--- RECORDS FOR THIS TASK ---
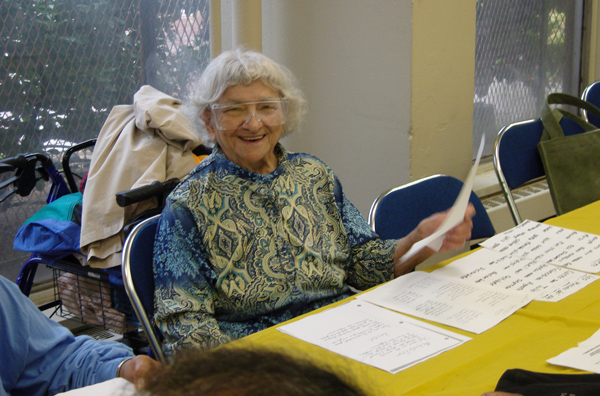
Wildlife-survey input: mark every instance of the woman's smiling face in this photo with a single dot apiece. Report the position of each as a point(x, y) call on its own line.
point(252, 144)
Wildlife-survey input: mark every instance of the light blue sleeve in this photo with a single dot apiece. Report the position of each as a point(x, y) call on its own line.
point(41, 357)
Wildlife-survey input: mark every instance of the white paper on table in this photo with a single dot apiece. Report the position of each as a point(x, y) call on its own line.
point(373, 335)
point(586, 356)
point(543, 281)
point(455, 216)
point(549, 244)
point(115, 386)
point(453, 302)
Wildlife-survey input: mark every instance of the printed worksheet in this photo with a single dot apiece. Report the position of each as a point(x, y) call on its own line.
point(549, 244)
point(373, 335)
point(543, 281)
point(586, 356)
point(454, 302)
---
Write out only what runs from the line holding "Wildlife-survey input: mark every instance of the light" through the last line of the records, exactly as shown.

Wildlife-survey input: mark every instance of the light blue sleeve in this photo with a single dot apiece. Report the position of each as a point(x, y) call on its own line.
point(41, 357)
Wildlife-survey input: mark every instance of the white paper on table in this photo with a single dot apiece. Report the position of each as a point(x, y) call on its own line.
point(373, 335)
point(586, 356)
point(543, 281)
point(455, 216)
point(549, 244)
point(115, 386)
point(453, 302)
Wildlife-survey input: mark every instance of the printed worksheet in this photo with a single dot apiece. Report the position of each as a point(x, y) call on its own line.
point(549, 244)
point(373, 335)
point(543, 281)
point(586, 356)
point(454, 302)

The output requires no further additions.